■ What you will do ■
a) In the hockey article below, how many shots did Andrew Hammond stop in Wednesday night's win over Winnipeg?
b) Return the part of the hockey article below starting with "That, of course, is" and going on through "into tonight’s play.".
c) Summarize the hockey article below in two sentences.

■ Document passage ■
────────────────

That, of course, is Ottawa goalie Andrew Hammond.

Hammond, the NHL’s reigning first star of the week, continued his run of improbability on Wednesday night by stopping 35 of 36 shots in a 3-1 win over Winnipeg. Since making his regular season debut on Feb. 16, the Hamburglar has gone 6-0-1 with a 1.35 GAA, .957 save percentage and two shutouts — lifting the Sens from nine points back of Boston for the east’s final wild card spot, to just four heading into tonight’s play.

“We can’t say enough good things about him,” Sens teammate Kyle Turris said following the Winnipeg win, per CBC. “We love him. He is playing great, and we’re just trying to rally for him.”

What makes Hammond’s story so compelling is where it came from: Out of nowhere. He was a good goalie on some bad Bowling Green teams during his college days and wasn’t a standout in the American League; after making a brief NHL debut last season — one 34-minute relief appearance — he seemed firmly entrenched as the Senators’ No. 3 netminder behind Craig Anderson and Robin Lehner, especially after both inked contract extensions last summer (they’re carrying a combined $5.3M cap hit this year.)

Then, injuries happened.

Anderson went down with a hand ailment and Lehner suffered a concussion, which thrust Hammond into a starting role. Despite this, the Sens didn’t seem to adapt any and still struggled with the same issues they had when Anderson and Lenher were in goal — sloppy defensive coverage, too many shots allowed.

────────────────

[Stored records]
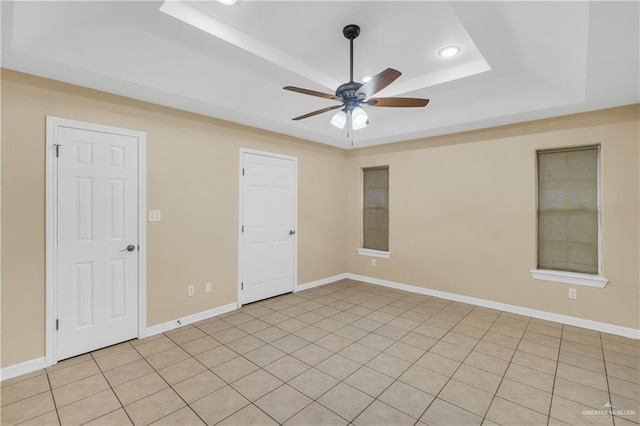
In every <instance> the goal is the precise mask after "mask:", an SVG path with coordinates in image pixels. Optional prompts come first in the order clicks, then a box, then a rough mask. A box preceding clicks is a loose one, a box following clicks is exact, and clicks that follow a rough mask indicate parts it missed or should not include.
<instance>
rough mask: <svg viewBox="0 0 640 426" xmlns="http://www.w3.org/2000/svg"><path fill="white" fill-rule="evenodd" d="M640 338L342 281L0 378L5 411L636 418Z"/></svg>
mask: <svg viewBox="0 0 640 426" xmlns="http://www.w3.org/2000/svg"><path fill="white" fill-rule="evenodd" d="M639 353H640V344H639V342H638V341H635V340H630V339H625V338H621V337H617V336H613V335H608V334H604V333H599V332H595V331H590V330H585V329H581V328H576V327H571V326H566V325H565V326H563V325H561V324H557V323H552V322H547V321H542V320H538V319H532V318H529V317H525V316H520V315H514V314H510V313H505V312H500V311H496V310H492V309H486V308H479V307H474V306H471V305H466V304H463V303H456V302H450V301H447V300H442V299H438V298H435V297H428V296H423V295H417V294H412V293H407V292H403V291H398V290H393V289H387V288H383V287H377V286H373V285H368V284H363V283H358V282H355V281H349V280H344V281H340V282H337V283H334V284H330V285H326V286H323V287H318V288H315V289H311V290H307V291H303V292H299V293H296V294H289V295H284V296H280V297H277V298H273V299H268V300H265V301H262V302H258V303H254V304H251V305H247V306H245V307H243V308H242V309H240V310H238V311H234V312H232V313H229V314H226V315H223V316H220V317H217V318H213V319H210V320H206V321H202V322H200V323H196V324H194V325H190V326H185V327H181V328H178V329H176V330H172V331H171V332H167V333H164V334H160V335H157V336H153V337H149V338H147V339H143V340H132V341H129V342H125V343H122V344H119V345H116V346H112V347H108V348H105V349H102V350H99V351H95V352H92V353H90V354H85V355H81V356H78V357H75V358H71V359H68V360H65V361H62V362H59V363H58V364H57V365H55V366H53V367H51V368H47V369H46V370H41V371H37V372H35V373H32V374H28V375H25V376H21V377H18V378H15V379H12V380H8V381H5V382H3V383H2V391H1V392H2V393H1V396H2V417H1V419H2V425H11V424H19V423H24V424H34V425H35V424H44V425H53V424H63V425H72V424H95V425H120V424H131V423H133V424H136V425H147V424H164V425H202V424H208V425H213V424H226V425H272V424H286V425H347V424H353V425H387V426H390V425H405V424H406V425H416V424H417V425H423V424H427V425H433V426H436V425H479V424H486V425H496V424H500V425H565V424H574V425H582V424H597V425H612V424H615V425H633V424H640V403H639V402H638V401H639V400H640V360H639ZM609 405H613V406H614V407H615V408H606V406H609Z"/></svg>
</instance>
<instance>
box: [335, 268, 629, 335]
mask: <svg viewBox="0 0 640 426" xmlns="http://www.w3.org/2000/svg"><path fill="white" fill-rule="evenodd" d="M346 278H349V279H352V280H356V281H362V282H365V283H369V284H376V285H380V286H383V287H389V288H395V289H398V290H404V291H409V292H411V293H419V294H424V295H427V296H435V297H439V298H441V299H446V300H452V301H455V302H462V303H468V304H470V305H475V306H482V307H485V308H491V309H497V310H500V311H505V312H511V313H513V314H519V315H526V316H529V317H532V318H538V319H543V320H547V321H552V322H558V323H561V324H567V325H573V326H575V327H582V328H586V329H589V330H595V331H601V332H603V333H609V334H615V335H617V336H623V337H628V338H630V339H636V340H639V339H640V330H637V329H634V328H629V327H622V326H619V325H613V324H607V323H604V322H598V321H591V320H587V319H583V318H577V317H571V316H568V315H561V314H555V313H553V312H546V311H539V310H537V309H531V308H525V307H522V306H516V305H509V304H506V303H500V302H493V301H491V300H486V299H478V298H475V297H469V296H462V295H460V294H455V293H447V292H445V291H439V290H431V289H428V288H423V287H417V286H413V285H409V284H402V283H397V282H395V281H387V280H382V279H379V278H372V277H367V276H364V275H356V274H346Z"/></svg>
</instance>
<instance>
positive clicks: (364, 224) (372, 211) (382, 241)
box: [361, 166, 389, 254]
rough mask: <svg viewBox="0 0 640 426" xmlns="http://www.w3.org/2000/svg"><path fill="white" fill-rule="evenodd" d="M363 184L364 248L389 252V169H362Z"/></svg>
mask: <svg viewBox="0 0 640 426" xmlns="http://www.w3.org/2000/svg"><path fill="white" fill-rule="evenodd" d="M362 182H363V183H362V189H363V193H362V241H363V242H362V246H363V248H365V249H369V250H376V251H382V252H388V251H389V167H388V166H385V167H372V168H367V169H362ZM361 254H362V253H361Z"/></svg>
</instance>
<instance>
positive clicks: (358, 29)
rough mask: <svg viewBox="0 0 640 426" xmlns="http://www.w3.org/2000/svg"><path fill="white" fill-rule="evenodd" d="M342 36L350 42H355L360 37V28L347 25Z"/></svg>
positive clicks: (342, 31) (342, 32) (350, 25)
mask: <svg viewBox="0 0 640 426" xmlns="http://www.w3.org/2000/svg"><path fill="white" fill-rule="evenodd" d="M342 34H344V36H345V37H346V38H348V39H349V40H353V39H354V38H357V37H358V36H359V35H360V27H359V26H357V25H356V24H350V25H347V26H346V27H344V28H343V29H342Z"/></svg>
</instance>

────────────────

■ Answers for the exercise ■
a) He stopped 35 of 36 shots.

b)
That, of course, is Ottawa goalie Andrew Hammond.

Hammond, the NHL’s reigning first star of the week, continued his run of improbability on Wednesday night by stopping 35 of 36 shots in a 3-1 win over Winnipeg. Since making his regular season debut on Feb. 16, the Hamburglar has gone 6-0-1 with a 1.35 GAA, .957 save percentage and two shutouts — lifting the Sens from nine points back of Boston for the east’s final wild card spot, to just four heading into tonight’s play.

c) Ottawa goalie Andrew Hammond, who had seemed entrenched as the Senators' No. 3 netminder behind Craig Anderson and Robin Lehner, was thrust into a starting role when Anderson injured his hand and Lehner suffered a concussion. Since his regular-season debut on Feb. 16, Hammond has gone 6-0-1 with a 1.35 GAA, a .957 save percentage and two shutouts, lifting the Senators from nine points to four points behind Boston for the East's final wild card spot.